▶ [Task statement]:
Below are records to repeat exactly. Omit the pictures from the copy.

▶ [Data rows]:
------------------------------------------------------------

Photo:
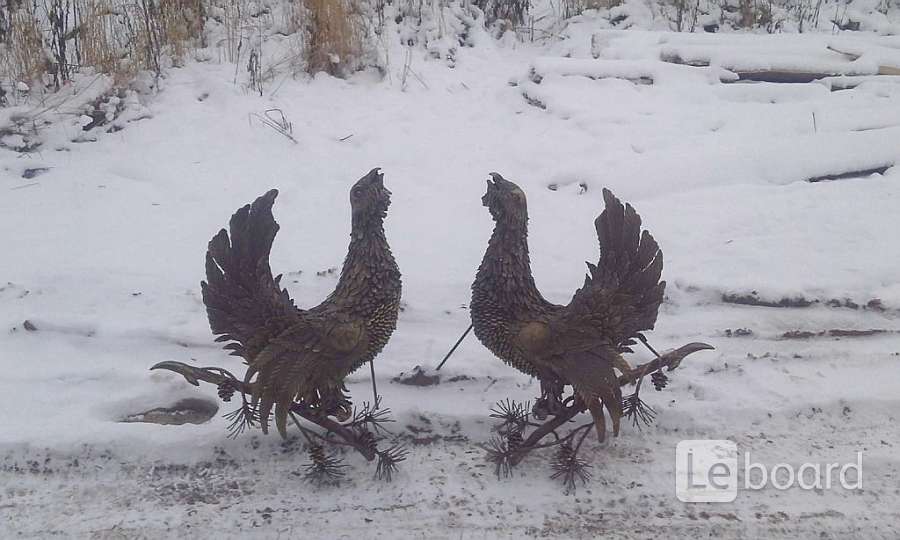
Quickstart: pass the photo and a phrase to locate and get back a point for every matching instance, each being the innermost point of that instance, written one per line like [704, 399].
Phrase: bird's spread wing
[245, 304]
[622, 293]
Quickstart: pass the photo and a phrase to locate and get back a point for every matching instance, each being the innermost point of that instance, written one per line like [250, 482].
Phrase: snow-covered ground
[103, 254]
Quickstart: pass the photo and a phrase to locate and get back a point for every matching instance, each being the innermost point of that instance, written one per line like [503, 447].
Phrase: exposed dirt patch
[838, 333]
[186, 411]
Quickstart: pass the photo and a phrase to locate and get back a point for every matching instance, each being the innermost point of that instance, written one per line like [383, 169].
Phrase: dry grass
[23, 55]
[116, 37]
[334, 40]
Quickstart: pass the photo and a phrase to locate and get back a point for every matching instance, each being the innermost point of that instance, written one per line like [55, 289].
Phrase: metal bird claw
[193, 374]
[672, 359]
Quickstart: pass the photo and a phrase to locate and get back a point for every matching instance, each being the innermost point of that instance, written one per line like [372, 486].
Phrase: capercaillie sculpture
[578, 345]
[297, 359]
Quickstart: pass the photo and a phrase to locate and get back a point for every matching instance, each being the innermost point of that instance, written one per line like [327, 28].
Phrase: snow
[103, 253]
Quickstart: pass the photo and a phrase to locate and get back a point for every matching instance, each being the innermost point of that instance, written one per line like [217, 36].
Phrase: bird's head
[505, 200]
[369, 198]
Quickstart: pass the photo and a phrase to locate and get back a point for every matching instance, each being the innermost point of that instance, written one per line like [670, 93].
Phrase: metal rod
[458, 341]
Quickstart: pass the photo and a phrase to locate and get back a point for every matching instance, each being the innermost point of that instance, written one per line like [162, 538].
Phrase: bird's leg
[550, 402]
[622, 365]
[548, 427]
[334, 402]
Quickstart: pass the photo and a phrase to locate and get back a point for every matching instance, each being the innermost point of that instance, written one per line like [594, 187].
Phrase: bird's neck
[505, 272]
[370, 275]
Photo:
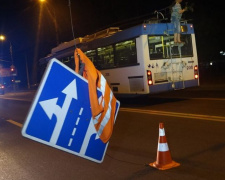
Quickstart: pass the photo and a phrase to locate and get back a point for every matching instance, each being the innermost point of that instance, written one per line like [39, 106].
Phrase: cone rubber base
[173, 164]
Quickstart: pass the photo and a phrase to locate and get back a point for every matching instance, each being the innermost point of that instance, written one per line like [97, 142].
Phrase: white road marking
[74, 131]
[78, 120]
[81, 111]
[15, 99]
[71, 140]
[15, 123]
[174, 114]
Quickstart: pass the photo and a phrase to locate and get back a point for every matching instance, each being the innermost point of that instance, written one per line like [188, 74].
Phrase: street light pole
[11, 52]
[27, 72]
[53, 16]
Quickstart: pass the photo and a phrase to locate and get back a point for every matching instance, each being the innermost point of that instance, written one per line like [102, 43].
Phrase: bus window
[126, 53]
[69, 61]
[105, 57]
[92, 55]
[159, 47]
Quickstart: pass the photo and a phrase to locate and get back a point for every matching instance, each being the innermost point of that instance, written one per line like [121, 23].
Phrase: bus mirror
[184, 28]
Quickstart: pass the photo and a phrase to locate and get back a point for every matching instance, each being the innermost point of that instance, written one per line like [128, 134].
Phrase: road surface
[195, 128]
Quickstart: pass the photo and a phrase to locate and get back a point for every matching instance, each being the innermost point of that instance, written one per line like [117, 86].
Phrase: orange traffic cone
[163, 159]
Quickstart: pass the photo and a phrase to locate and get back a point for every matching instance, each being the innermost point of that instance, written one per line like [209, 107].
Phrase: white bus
[139, 60]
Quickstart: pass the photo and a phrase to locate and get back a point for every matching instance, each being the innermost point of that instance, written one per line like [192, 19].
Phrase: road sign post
[60, 115]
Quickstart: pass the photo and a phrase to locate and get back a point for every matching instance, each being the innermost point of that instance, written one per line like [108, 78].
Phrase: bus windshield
[159, 47]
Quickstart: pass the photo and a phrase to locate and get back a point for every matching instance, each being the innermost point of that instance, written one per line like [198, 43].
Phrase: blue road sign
[60, 115]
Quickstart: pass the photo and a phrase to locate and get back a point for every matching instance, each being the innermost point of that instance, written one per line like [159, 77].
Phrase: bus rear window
[126, 53]
[159, 47]
[105, 57]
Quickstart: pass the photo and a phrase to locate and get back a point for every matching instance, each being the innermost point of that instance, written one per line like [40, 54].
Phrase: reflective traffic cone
[163, 159]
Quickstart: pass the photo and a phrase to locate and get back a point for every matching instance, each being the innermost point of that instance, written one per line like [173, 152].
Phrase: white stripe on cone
[161, 132]
[163, 147]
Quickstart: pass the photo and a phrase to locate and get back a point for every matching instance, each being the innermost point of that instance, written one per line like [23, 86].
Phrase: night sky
[19, 21]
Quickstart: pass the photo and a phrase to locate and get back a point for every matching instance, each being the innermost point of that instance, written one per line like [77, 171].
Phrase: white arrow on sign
[50, 107]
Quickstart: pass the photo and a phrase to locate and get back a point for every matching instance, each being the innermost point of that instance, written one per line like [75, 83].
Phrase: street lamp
[53, 16]
[3, 38]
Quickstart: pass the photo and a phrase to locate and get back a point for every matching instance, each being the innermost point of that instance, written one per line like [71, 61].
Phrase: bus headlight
[149, 77]
[196, 72]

------------------------------------------------------------

▶ [Correct result]:
Photo:
Quickstart: pass the photo and a phrase to locate and get back a point for every matching instance, each being the innermost point of that instance, written one per line like [704, 399].
Phrase: bird's spread wing
[245, 304]
[622, 293]
Quickstart: pass the photo and a phrase to locate and get back a point for every matching instance, each being the innermost point of that instance, written one per line like [250, 482].
Phrase: snow-covered ground
[103, 254]
Quickstart: pass the photo and a phrase to locate and get back a point for every matching instance, each being the innermost point of that instance, written one per line like [503, 447].
Phrase: exposed dirt patch
[838, 333]
[186, 411]
Quickstart: pass the photo and a phrase to locate and get back a point for every matching instance, each being the innermost point of that instance, written one per line like [383, 169].
Phrase: dry grass
[23, 55]
[116, 37]
[334, 40]
Quickstart: pass the photo and a phrase to locate and get back a point for every matching instance, each being the innermost point of that instance, written one per line like [55, 289].
Phrase: metal bird claw
[193, 374]
[672, 359]
Quickstart: pass the photo and a phrase to locate and get back a point for every matching instance, each being the innermost point of that instance, written one per line like [372, 486].
Phrase: capercaillie sculpture
[578, 345]
[297, 359]
Quickstart: pass the photo and a phrase to locate and get back a point for every matching instance, each being the innermost point of that instance, written one per line like [327, 28].
Phrase: snow
[103, 253]
Quickstart: pass the photo and a phrase to locate and get back a point for every matching instance, each being the innermost point of that instance, written one per line like [217, 36].
Phrase: bird's head
[505, 200]
[369, 198]
Quickstart: pass the photo and a phrase to locate and get back a point for every matching instance, each being the innermost point of that instance, written one per line like [670, 93].
Phrase: metal rod
[458, 341]
Quickstart: pass the photo and a phrase to locate and get back a point for every matching instance, each being the innermost point of that instance, written one per line like [162, 538].
Phrase: bird's leg
[550, 402]
[622, 365]
[548, 427]
[334, 402]
Quickstart: pass the photo and a phrase to locate and get back a point for every matching instance, each being the innermost point of that instance, written one per line like [594, 187].
Phrase: bird's neck
[505, 272]
[370, 275]
Photo:
Quickstart: pass the photo and a phrase to locate and get back a point for every matching instance, each being the innermost point of that instance, written one per line like [39, 106].
Phrase: cone rubber base
[173, 164]
Quickstart: pass the photo and a phrase to locate and get back a point for every matching instance, each being the innermost point of that instance, written one per line like [97, 142].
Phrase: white road marking
[74, 131]
[78, 120]
[81, 111]
[15, 99]
[71, 140]
[15, 123]
[174, 114]
Quickstart: pass the photo and a phrase to locate and get back a point for every matching instance, each being the innermost point of that instance, written one per line like [188, 74].
Phrase: street light pole
[11, 52]
[27, 72]
[53, 16]
Quickstart: pass the photo and a phrase to locate and get back a point for every matching instance, each being the innermost point of that instance, written one per line like [102, 43].
Phrase: bus window
[126, 53]
[69, 61]
[105, 57]
[92, 55]
[159, 47]
Quickstart: pass the photo and a phrase to locate and get back a point for every matching instance, each being the innermost point of that instance, written one per line like [121, 23].
Phrase: bus mirror
[184, 28]
Quickstart: pass the photo and a phrase to locate and get back a point for every matching instance, each being the innermost point of that instance, written one per line like [128, 134].
Phrase: road surface
[195, 128]
Quickstart: pass the photo and a phrase to locate and get back a point for every matching instance, each being the innermost point of that instance, written one per line like [117, 86].
Phrase: orange traffic cone
[163, 159]
Quickstart: pass the photo and a phrase to locate and get back a point for every matching instance, each being the innermost point of that instance, written one per line like [209, 107].
Phrase: white bus
[139, 60]
Quickstart: pass the photo and a phrase to locate and get back a point for every matching instance, each being the innermost point of that instance, written one per line like [192, 19].
Phrase: road sign post
[60, 115]
Quickstart: pass the photo and a phrase to locate and get back a point for every matching instance, each being the innermost point of that instance, written one per line like [108, 78].
Phrase: bus windshield
[159, 47]
Quickstart: pass the photo and a phrase to locate and get back a point for every matching instance, each being the innermost point of that instance, written one per line like [198, 43].
Phrase: blue road sign
[60, 115]
Quickstart: pass the photo and a phrase to locate and get back a point for every matching instance, each being the innermost point of that instance, written one per line like [159, 77].
Phrase: bus rear window
[126, 53]
[159, 47]
[105, 57]
Quickstart: pass the photo and a phrase to locate and get back a point for every matching instance, each being the innermost point of that instance, written one per line like [40, 54].
Phrase: reflective traffic cone
[163, 159]
Quickstart: pass the photo and a phrase to locate and get back a point for every matching instance, each being the innermost point of that instance, written one per line like [173, 152].
Phrase: white stripe on cone
[161, 132]
[163, 147]
Quickstart: pass the photo and a phrase to locate and get back a point for every matching instance, each being the innermost point of that instance, written one per line like [23, 86].
Phrase: night sky
[19, 21]
Quickstart: pass the photo and a phrase to locate and get back a point for every matching instance, each being the innermost point of that instance, written one per line like [77, 171].
Phrase: white arrow on sign
[50, 107]
Quickstart: pass the photo and a phrase to locate and get back a point for every matching instance, each being the innermost point of that instance, written one per line like [75, 83].
Phrase: street lamp
[53, 16]
[3, 38]
Quickstart: pass the photo and a phrase to locate and get back a point for every matching instance, each being the innermost point of that instance, written one per line like [71, 61].
Phrase: bus headlight
[149, 77]
[196, 72]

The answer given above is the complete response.